### PROBLEM STATEMENT
Two lines below mark the span: the one containing "column 146, row 380" and the one containing "column 457, row 307". Set down both, plus every line between, exactly as they stand, and nothing else.

————————

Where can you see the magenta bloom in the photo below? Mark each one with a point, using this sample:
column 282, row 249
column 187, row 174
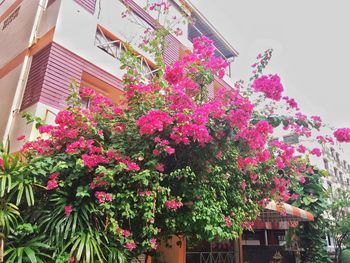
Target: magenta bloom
column 68, row 209
column 154, row 120
column 103, row 197
column 342, row 135
column 316, row 152
column 52, row 184
column 270, row 85
column 20, row 138
column 228, row 221
column 173, row 204
column 130, row 246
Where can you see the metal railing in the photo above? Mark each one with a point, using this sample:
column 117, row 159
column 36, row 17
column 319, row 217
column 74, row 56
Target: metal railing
column 212, row 257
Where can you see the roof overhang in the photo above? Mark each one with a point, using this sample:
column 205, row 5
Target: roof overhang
column 282, row 212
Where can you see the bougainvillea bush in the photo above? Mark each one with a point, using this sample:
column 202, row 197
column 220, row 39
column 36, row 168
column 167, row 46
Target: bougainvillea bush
column 171, row 159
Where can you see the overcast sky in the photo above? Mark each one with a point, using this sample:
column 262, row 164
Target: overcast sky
column 311, row 42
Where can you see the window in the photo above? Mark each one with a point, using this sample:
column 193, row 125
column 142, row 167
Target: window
column 337, row 157
column 103, row 88
column 10, row 18
column 341, row 177
column 335, row 172
column 222, row 48
column 116, row 48
column 329, row 184
column 326, row 164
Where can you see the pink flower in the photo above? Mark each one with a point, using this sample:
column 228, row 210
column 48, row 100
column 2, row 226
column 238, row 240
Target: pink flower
column 20, row 138
column 316, row 151
column 154, row 120
column 280, row 163
column 153, row 243
column 295, row 196
column 170, row 150
column 160, row 167
column 68, row 209
column 130, row 246
column 126, row 233
column 228, row 221
column 173, row 204
column 52, row 184
column 342, row 135
column 46, row 128
column 132, row 166
column 102, row 197
column 54, row 175
column 301, row 148
column 270, row 85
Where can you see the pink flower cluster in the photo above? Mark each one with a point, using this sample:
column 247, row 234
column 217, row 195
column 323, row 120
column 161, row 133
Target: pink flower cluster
column 173, row 204
column 270, row 85
column 154, row 120
column 228, row 221
column 103, row 197
column 342, row 135
column 52, row 183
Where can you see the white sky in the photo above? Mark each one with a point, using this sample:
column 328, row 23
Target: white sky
column 311, row 42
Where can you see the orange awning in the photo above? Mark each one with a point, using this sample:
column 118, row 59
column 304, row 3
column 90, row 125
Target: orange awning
column 282, row 212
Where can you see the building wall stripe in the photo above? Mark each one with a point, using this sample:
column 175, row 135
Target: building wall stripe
column 10, row 10
column 61, row 67
column 41, row 43
column 88, row 5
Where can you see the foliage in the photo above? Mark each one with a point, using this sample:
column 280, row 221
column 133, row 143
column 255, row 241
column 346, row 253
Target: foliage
column 312, row 196
column 345, row 256
column 109, row 180
column 339, row 220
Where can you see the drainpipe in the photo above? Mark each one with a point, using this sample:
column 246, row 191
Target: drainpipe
column 17, row 99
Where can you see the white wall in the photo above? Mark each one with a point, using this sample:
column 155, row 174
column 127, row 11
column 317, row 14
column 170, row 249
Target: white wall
column 20, row 126
column 14, row 38
column 7, row 86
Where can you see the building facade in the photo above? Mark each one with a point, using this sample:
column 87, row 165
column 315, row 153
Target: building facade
column 47, row 44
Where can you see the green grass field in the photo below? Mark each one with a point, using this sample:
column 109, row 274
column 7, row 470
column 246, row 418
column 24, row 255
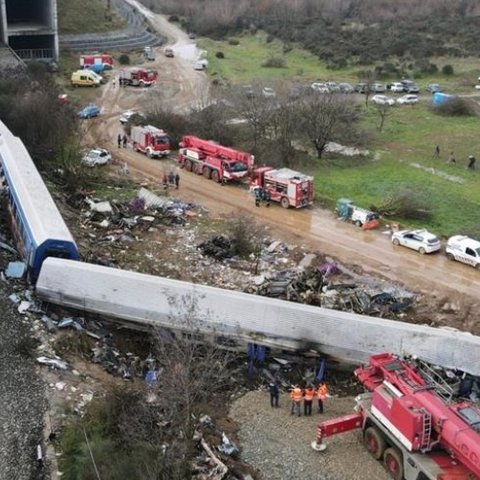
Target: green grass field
column 87, row 16
column 409, row 135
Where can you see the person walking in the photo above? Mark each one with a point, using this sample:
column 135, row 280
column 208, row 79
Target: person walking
column 322, row 393
column 471, row 162
column 274, row 394
column 308, row 400
column 296, row 397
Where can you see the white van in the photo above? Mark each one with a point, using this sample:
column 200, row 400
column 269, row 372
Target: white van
column 86, row 78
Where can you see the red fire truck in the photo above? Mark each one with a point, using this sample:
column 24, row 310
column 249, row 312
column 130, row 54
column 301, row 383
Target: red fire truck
column 413, row 420
column 214, row 161
column 103, row 59
column 138, row 77
column 286, row 186
column 150, row 140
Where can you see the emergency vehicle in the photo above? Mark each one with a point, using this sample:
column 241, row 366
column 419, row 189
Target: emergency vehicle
column 288, row 187
column 214, row 161
column 464, row 249
column 150, row 140
column 86, row 61
column 138, row 77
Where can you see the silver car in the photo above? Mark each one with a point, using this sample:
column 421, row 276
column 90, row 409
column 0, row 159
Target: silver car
column 420, row 240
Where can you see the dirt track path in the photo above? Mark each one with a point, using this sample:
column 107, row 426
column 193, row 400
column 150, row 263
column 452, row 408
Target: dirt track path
column 181, row 87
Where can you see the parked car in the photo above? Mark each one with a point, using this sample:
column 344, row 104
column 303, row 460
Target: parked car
column 420, row 240
column 433, row 88
column 361, row 87
column 410, row 87
column 320, row 87
column 409, row 99
column 125, row 117
column 377, row 87
column 89, row 111
column 96, row 156
column 396, row 87
column 346, row 88
column 268, row 92
column 383, row 100
column 464, row 249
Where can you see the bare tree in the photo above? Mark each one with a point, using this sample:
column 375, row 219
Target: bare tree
column 192, row 371
column 322, row 114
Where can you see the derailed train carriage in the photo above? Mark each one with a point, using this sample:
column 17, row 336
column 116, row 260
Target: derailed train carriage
column 36, row 224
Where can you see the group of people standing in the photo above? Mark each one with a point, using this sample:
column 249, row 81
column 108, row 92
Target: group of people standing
column 301, row 395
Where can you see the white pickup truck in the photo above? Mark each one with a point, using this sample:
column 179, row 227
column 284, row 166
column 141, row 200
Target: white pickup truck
column 464, row 249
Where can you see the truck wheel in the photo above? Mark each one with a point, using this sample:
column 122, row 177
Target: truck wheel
column 392, row 460
column 374, row 442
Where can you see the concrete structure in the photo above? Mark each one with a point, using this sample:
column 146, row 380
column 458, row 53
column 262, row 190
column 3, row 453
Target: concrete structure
column 29, row 27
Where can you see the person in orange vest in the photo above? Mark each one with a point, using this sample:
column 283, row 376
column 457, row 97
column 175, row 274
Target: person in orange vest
column 322, row 393
column 308, row 400
column 296, row 396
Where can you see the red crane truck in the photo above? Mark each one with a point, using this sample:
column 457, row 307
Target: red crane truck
column 150, row 140
column 214, row 161
column 138, row 77
column 413, row 421
column 288, row 187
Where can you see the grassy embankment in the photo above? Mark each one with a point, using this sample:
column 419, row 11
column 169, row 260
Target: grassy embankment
column 410, row 135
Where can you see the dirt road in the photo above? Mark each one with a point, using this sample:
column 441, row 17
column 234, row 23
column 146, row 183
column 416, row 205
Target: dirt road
column 181, row 87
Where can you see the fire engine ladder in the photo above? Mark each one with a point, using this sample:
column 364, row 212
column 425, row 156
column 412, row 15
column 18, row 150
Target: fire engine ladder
column 435, row 380
column 427, row 430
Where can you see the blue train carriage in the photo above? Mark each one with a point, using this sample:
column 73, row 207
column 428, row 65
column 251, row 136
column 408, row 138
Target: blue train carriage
column 37, row 226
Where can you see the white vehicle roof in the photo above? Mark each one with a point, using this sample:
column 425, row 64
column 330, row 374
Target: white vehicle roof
column 464, row 241
column 287, row 174
column 34, row 199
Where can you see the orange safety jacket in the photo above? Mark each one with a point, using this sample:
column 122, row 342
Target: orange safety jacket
column 322, row 392
column 296, row 394
column 309, row 392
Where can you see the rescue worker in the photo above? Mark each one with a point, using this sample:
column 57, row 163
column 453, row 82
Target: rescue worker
column 274, row 394
column 322, row 393
column 296, row 397
column 308, row 400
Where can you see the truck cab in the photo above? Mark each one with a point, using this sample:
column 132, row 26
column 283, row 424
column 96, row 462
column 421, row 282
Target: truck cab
column 464, row 249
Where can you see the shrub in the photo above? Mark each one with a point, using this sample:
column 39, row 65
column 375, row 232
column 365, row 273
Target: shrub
column 124, row 59
column 274, row 62
column 447, row 69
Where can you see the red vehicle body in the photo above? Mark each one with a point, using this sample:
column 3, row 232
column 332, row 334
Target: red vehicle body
column 150, row 140
column 214, row 161
column 412, row 420
column 101, row 59
column 138, row 77
column 286, row 186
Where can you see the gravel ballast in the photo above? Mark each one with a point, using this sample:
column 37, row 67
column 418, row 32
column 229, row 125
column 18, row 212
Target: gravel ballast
column 277, row 444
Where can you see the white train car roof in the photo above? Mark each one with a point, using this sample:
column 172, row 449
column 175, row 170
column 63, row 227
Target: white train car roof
column 35, row 200
column 147, row 299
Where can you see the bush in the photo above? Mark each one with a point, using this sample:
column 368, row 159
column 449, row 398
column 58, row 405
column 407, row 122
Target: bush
column 447, row 70
column 274, row 62
column 124, row 59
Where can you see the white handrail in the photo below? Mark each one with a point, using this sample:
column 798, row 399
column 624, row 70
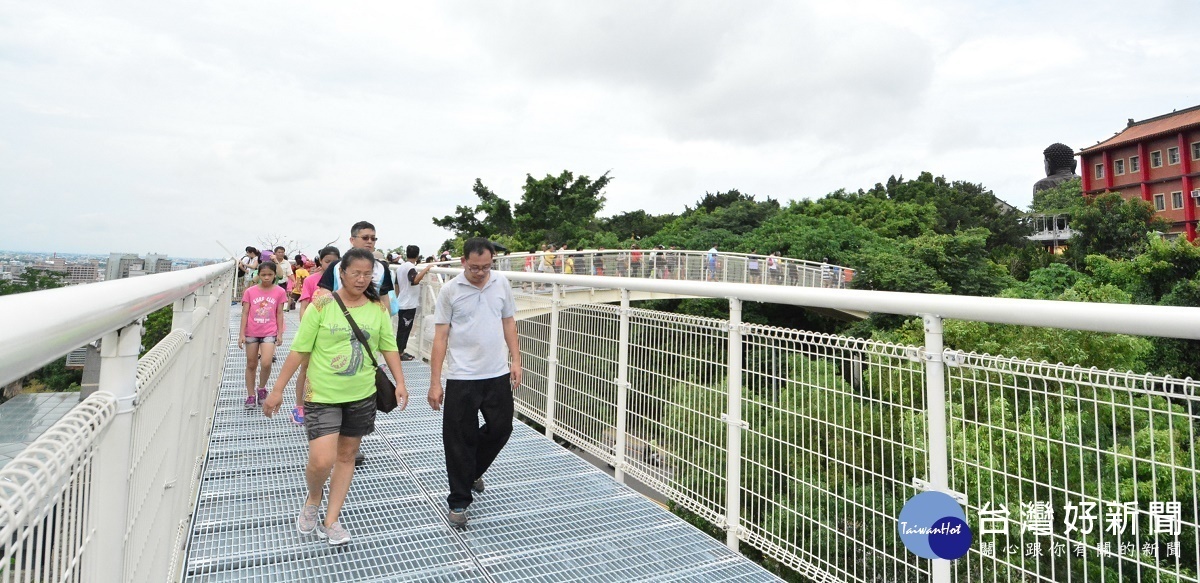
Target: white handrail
column 45, row 325
column 1120, row 318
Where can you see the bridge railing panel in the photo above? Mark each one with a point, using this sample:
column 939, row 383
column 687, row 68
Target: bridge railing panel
column 676, row 436
column 1075, row 474
column 107, row 492
column 834, row 434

————————

### OUTPUT OF THE EXERCISE
column 146, row 380
column 458, row 53
column 262, row 190
column 3, row 453
Target: concrete structure
column 29, row 27
Where can you see the person in orange vest in the photo above? Mark each one with a point, using this sample:
column 283, row 376
column 457, row 97
column 175, row 274
Target: person in orange vest
column 322, row 393
column 308, row 400
column 296, row 396
Where can you see the red crane truck in the photo above? Mark each one with a point, using this sample:
column 457, row 307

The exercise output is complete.